DIRECTION
Return every line of the material below word for word, leaving out the pictures.

>> begin EXTRACTED DATA

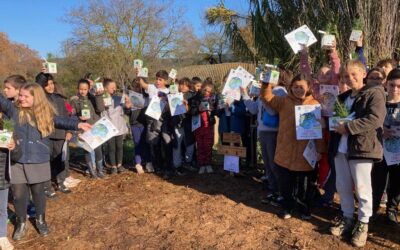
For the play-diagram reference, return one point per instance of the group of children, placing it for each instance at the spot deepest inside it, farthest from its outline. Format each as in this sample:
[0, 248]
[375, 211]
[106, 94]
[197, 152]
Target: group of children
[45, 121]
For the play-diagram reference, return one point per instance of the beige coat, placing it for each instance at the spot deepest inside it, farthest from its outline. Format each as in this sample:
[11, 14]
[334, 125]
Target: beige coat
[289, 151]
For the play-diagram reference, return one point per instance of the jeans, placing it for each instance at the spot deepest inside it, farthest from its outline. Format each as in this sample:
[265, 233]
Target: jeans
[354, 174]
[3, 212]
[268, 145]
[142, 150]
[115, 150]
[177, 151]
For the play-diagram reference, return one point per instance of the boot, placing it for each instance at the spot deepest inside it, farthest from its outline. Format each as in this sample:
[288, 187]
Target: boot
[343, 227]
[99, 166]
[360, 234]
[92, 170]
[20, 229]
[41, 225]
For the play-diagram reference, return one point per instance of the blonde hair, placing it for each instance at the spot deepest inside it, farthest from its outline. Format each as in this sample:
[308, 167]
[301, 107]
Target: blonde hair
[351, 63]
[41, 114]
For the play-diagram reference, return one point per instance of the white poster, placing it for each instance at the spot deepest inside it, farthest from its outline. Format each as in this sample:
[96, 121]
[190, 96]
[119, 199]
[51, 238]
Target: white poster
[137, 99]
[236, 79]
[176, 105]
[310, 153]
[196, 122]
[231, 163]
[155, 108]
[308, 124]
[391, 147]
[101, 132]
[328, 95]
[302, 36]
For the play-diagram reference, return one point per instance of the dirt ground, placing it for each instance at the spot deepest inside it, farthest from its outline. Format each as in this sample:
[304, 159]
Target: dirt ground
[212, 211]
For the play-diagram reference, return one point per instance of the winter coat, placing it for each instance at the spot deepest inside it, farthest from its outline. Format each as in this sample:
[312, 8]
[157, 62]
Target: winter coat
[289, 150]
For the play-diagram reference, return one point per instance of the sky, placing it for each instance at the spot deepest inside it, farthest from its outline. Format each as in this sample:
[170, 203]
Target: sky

>> end EXTRACTED DATA

RESULT OF THE EXERCISE
For the play-diagram reference, return one point per instance of the group of children, placing it for each instance at the spot deepest inside it, farthest from its outline. Format each as in this sample:
[0, 248]
[375, 211]
[106, 94]
[197, 152]
Target: group of children
[45, 121]
For the play-diagram reference, return one point per instance of the beige coat, placing it for each instance at the spot deepest inside it, farthest from its outline. Format each as in this sample:
[11, 14]
[334, 125]
Target: beige coat
[289, 151]
For the play-diagram reference, return one point per instance of the jeans, placing it for each instance at the spot deepest inside it, farthest from its outline. Format each as in this sample:
[265, 233]
Target: jeans
[354, 174]
[3, 212]
[268, 145]
[142, 150]
[115, 150]
[177, 151]
For the play-diagram reference, return one point per instance of the boot, placing it for each instance at the spot deepest inside it, farthest from its outline. Format each as in this sample:
[288, 187]
Target: boot
[343, 227]
[99, 166]
[360, 234]
[92, 170]
[20, 229]
[41, 225]
For the play-diagram reference, return one point per instance of the blonde hair, placing it for each instance at the spot deepest inside it, farthest from its outline. Format each as in this sample:
[308, 167]
[301, 107]
Target: blonde hair
[351, 63]
[41, 114]
For the play-diagram reference, return one point per instance of the white poster, placing it for each instance at the spot deepest inside it, farthest from its outline. Format each as in this sample:
[96, 121]
[190, 96]
[119, 199]
[51, 238]
Target: white poster
[137, 99]
[236, 79]
[176, 105]
[310, 153]
[196, 122]
[231, 163]
[155, 108]
[308, 124]
[391, 147]
[101, 132]
[328, 95]
[302, 36]
For the play-diagram reference, return one point per instance of the dirt ground, placing it for each instance at the spot deepest inside it, farthest from its outline. Format each as in this sample:
[304, 159]
Target: dirt ground
[212, 211]
For the play-diagram reference, return one point per instance of the winter coat, placing it for each instance at the spot deepest inside it, farthest from its outline. Format each as in this sample:
[312, 8]
[157, 62]
Target: winter coat
[289, 150]
For the play-diagram reference, return one point per instance of the sky, placing it for each instance at the spot deepest inside it, farthest from its outline. Format each as in this sample:
[170, 203]
Target: sky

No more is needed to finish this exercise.